--- Begin Data for the task ---
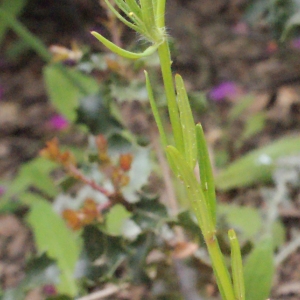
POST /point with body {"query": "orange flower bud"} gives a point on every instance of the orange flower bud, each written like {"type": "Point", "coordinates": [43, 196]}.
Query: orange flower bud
{"type": "Point", "coordinates": [125, 161]}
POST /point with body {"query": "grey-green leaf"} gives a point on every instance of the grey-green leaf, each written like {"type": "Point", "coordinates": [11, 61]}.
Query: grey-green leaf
{"type": "Point", "coordinates": [53, 237]}
{"type": "Point", "coordinates": [257, 166]}
{"type": "Point", "coordinates": [187, 123]}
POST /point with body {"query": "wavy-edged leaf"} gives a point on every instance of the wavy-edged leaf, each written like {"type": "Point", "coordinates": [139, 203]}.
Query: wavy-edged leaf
{"type": "Point", "coordinates": [259, 270]}
{"type": "Point", "coordinates": [206, 173]}
{"type": "Point", "coordinates": [236, 266]}
{"type": "Point", "coordinates": [59, 242]}
{"type": "Point", "coordinates": [187, 123]}
{"type": "Point", "coordinates": [256, 166]}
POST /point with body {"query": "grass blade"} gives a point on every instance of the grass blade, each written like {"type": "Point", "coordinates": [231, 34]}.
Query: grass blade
{"type": "Point", "coordinates": [185, 173]}
{"type": "Point", "coordinates": [156, 112]}
{"type": "Point", "coordinates": [124, 53]}
{"type": "Point", "coordinates": [187, 123]}
{"type": "Point", "coordinates": [236, 266]}
{"type": "Point", "coordinates": [206, 173]}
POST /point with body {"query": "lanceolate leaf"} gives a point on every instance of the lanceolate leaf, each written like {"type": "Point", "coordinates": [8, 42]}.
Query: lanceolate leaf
{"type": "Point", "coordinates": [259, 270]}
{"type": "Point", "coordinates": [60, 243]}
{"type": "Point", "coordinates": [155, 112]}
{"type": "Point", "coordinates": [187, 123]}
{"type": "Point", "coordinates": [206, 173]}
{"type": "Point", "coordinates": [185, 173]}
{"type": "Point", "coordinates": [236, 266]}
{"type": "Point", "coordinates": [257, 166]}
{"type": "Point", "coordinates": [124, 53]}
--- End Data for the task ---
• [What this task involves] Copy out word for word the stretch of lines above, from the line containing "of the lanceolate" through the last line.

• [Written response]
POST /point with body {"query": "lanceolate leaf"} gives a point on every instance of the lanceolate leaf, each written like {"type": "Point", "coordinates": [8, 42]}.
Query: lanceolate leaf
{"type": "Point", "coordinates": [259, 270]}
{"type": "Point", "coordinates": [60, 243]}
{"type": "Point", "coordinates": [155, 112]}
{"type": "Point", "coordinates": [187, 123]}
{"type": "Point", "coordinates": [206, 173]}
{"type": "Point", "coordinates": [185, 173]}
{"type": "Point", "coordinates": [236, 266]}
{"type": "Point", "coordinates": [257, 166]}
{"type": "Point", "coordinates": [124, 53]}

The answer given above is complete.